* _What you have to do_:
Output all entries below exactly as they are given.

* _Entries supplied_:

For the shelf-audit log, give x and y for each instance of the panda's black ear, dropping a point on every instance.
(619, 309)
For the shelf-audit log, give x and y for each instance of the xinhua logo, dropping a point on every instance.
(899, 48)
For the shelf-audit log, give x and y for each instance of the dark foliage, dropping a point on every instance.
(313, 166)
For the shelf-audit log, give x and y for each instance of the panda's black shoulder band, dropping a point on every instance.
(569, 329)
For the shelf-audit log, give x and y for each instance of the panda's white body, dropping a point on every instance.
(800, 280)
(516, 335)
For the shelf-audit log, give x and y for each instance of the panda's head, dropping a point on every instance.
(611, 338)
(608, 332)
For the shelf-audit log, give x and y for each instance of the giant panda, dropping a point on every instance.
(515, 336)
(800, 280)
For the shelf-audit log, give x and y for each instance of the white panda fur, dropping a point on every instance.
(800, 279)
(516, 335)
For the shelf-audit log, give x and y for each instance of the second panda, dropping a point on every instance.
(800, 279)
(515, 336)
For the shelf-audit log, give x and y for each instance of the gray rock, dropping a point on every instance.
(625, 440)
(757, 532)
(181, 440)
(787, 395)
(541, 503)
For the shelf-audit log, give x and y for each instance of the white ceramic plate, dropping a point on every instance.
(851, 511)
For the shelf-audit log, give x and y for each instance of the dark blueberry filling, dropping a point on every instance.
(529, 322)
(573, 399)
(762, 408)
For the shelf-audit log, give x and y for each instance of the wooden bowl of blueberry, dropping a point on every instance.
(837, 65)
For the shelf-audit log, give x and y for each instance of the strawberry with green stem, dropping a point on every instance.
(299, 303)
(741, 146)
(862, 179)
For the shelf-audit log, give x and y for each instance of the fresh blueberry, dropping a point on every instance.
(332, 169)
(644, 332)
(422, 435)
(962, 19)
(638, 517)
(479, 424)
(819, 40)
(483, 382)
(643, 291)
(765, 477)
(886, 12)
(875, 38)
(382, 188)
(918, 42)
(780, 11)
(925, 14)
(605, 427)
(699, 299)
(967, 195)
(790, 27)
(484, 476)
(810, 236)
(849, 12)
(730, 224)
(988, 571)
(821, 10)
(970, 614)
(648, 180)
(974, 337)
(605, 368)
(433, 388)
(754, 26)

* _Reply_:
For the shelf-audit log, give x and y for each instance of the panda's black ear, dropping a point on every instance.
(619, 309)
For the shelf-audit log, give x and y for each instance of the xinhua logo, dropping a point on every instance.
(899, 48)
For the shelf-audit log, give x and y for each instance of the dark foliage, dropping a point on every instance.
(313, 166)
For the shelf-audit log, give x and y for each instance of the panda's black shoulder band, dropping a point on every instance.
(569, 329)
For the shelf-audit log, give x and y for each instance of the panda's white body, dropping a point on every instance.
(800, 280)
(516, 335)
For the shelf-audit log, give x and y for each instance of the panda's head, dropping a point on every instance.
(611, 338)
(608, 332)
For the shelf-audit log, give x and y for each instance of the giant panda, dropping a point on every instance.
(515, 336)
(800, 280)
For the shelf-audit log, give x and y for each instance of the white panda fur, dropping a point on every instance.
(800, 279)
(516, 335)
For the shelf-audit log, give x and y for each instance of the second panda, dropping a point on every instance.
(800, 279)
(515, 336)
For the shelf-audit log, give x and y for each instance of the gray rock, dropping a point on every instance.
(625, 440)
(757, 532)
(181, 440)
(787, 395)
(541, 503)
For the shelf-audit log, give x and y for each instance of the white ceramic plate, dropping a point on every instance.
(851, 511)
For the shelf-audit log, give x and y for each instance of the dark blueberry filling, dropping a point on every instance.
(529, 322)
(573, 399)
(762, 408)
For the shelf-audit log, give x and y for each instance of the wooden bowl of blueberry, dropping a point on every instance.
(837, 65)
For the shelf-audit log, give x and y for each instance of the strawberry with green stem, dropping a point on every instance.
(299, 303)
(741, 146)
(862, 179)
For the shelf-audit log, give x and y for each instance of the fresh blueberry, dropping a point on every instance.
(332, 169)
(644, 332)
(422, 435)
(962, 19)
(638, 517)
(479, 424)
(819, 40)
(483, 382)
(643, 291)
(765, 477)
(886, 12)
(875, 38)
(382, 188)
(918, 42)
(780, 11)
(925, 14)
(605, 427)
(699, 299)
(967, 195)
(790, 27)
(484, 476)
(810, 236)
(849, 12)
(730, 224)
(988, 571)
(821, 10)
(970, 614)
(648, 180)
(974, 337)
(605, 368)
(433, 388)
(754, 26)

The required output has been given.